Start of SUPPLIED DATA

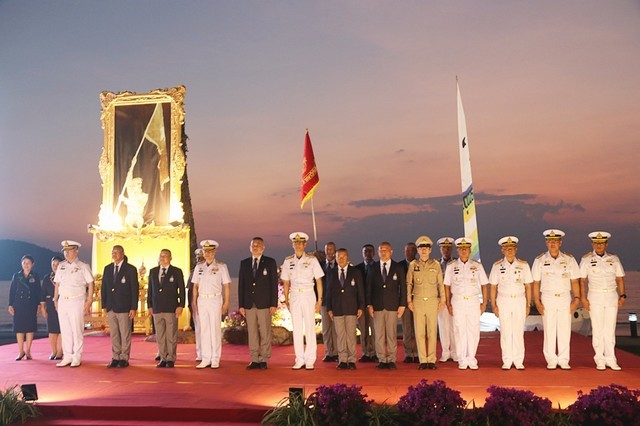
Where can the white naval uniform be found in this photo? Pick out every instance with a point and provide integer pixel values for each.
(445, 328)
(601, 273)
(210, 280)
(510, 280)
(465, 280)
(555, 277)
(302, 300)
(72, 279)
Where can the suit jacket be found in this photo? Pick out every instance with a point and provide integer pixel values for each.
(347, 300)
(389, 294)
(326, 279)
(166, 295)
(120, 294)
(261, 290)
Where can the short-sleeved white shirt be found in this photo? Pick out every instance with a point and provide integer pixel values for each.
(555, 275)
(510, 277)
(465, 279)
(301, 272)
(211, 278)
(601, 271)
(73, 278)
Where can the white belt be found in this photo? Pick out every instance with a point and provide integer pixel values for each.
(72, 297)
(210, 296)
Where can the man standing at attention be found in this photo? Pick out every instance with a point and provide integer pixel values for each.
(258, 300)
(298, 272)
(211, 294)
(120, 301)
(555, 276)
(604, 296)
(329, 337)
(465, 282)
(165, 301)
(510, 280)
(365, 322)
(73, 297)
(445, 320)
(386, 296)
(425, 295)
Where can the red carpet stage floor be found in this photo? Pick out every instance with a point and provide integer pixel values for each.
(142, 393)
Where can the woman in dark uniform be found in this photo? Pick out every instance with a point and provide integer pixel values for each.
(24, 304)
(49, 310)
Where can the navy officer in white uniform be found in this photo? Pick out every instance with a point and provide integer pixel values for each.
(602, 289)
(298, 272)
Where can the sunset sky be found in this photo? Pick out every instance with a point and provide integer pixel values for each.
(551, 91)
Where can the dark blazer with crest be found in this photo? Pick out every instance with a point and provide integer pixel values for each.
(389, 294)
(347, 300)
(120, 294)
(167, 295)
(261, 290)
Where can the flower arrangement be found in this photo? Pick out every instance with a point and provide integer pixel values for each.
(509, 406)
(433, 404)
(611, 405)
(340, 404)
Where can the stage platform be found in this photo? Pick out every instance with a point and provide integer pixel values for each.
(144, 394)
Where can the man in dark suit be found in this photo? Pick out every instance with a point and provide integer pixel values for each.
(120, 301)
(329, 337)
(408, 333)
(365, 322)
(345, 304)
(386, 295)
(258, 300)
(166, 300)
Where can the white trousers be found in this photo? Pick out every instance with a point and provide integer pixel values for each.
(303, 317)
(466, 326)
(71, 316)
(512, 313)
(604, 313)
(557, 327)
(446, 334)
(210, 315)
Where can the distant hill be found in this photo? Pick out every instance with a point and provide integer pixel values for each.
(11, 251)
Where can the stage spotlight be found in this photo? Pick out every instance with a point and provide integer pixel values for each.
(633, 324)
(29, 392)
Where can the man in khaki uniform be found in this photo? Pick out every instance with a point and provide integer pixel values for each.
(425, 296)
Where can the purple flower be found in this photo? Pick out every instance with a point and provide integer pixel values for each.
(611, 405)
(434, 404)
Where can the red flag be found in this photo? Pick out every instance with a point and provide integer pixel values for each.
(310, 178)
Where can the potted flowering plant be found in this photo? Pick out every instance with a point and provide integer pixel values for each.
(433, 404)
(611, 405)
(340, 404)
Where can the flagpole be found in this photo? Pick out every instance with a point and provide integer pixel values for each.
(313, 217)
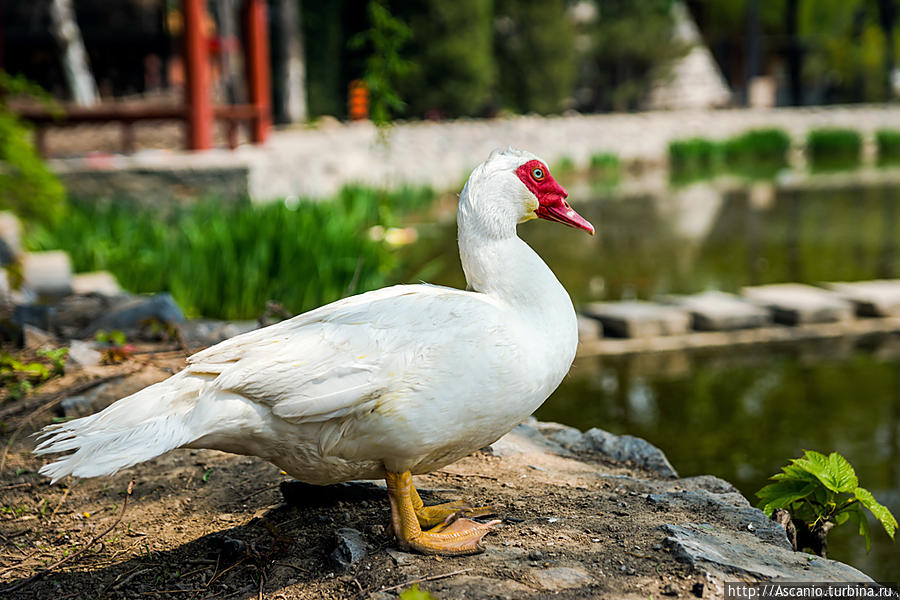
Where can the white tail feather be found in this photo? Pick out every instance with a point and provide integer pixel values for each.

End of SUPPLIED DATA

_SET EXERCISE:_ Restate every record exactly, please; do not copy the pictures.

_EXERCISE SOLUTION:_
Where can the white naval uniform be found in this photo? Pick out every instance with a point and provide integer pixel values for each.
(445, 328)
(601, 273)
(210, 280)
(510, 280)
(465, 280)
(555, 277)
(302, 300)
(72, 279)
Where can the suit jacket be found in this photo? Pick out every instance with a point and provide integer pixel values for each.
(347, 300)
(389, 294)
(326, 279)
(166, 295)
(120, 294)
(261, 290)
Where can the short-sleeved white shirt be found in this photo? Pick out every instance with a point and provide integer pixel values for each.
(555, 275)
(510, 277)
(465, 279)
(301, 272)
(211, 278)
(601, 271)
(73, 278)
Where can the white belt be found in this photo? Pick out every instance with a point and provide integer pixel values for each.
(72, 297)
(210, 296)
Where can the man standing at attention be found in this photo? Pick out every instance with a point and provide integer pixel values for each.
(258, 300)
(298, 272)
(211, 294)
(120, 301)
(555, 276)
(604, 296)
(329, 337)
(465, 282)
(165, 301)
(510, 280)
(365, 322)
(73, 297)
(445, 320)
(386, 296)
(425, 295)
Where can the red carpet stage floor be found in this photo? Pick out every instance with a point and provide integer pixel values for each.
(142, 393)
Where can the woman in dark uniform be found in this photo? Pick out every instance with a point and provide integer pixel values for each.
(24, 304)
(49, 310)
Where can the navy officer in white uniform be found in this photo? Pick out every instance with a point and provide integer pixel values for each.
(602, 289)
(298, 272)
Where can the sunset sky be found in this photo? Pick out every instance with a point and provide integer pixel values for each.
(551, 91)
Where can the dark blazer with crest be found in this photo? Pick out every instance with a point and provide integer pixel values for each.
(389, 294)
(347, 300)
(120, 294)
(167, 295)
(261, 290)
Where can the flower arrangement be found in this photo? Pick out every instance with a point and provide integer pixel values for each.
(509, 406)
(433, 404)
(611, 405)
(340, 404)
Where can the stage platform be found in this photo? Pick out every instance with a point and provide integer pixel values for each.
(144, 394)
Where can the man in dark suit be found in this photo? Pick out every instance with a point and provide integer pixel values for each.
(120, 301)
(329, 337)
(408, 333)
(365, 322)
(345, 304)
(386, 295)
(258, 300)
(166, 300)
Where can the white trousers be found in this photo? Pick out every instance with a point and provide integer pixel values for each.
(303, 317)
(466, 326)
(71, 316)
(512, 313)
(604, 313)
(557, 327)
(446, 334)
(210, 315)
Where can the distant hill be found in this photo? Pick out every instance with a point and provide integer pixel values for each.
(11, 251)
Where can the stage spotlight be found in this photo? Pick out every instance with a point and provide integer pixel values for each.
(633, 324)
(29, 392)
Where can the man in khaki uniform be found in this photo? Pick out every instance with a point and provide integer pixel values for each.
(425, 296)
Where can the purple flower be found in this photo? Pick out every instance with a point and provide integer pixel values for each.
(611, 405)
(434, 404)
Where can the red flag be found in this photo? Pick out every instance with a point and provide integer pixel values for each.
(310, 178)
Where can the potted flowering plant be found in this photo? Pick out every instance with a point and provide integer pixel values for each.
(433, 404)
(611, 405)
(340, 404)
Where can the flagpole be found in this photo? Pick out every instance with a point and provide integer pixel values for each.
(313, 217)
Where can the white tail feather be found in this photo? Pick out every instance with a point and provide integer pixel values for each.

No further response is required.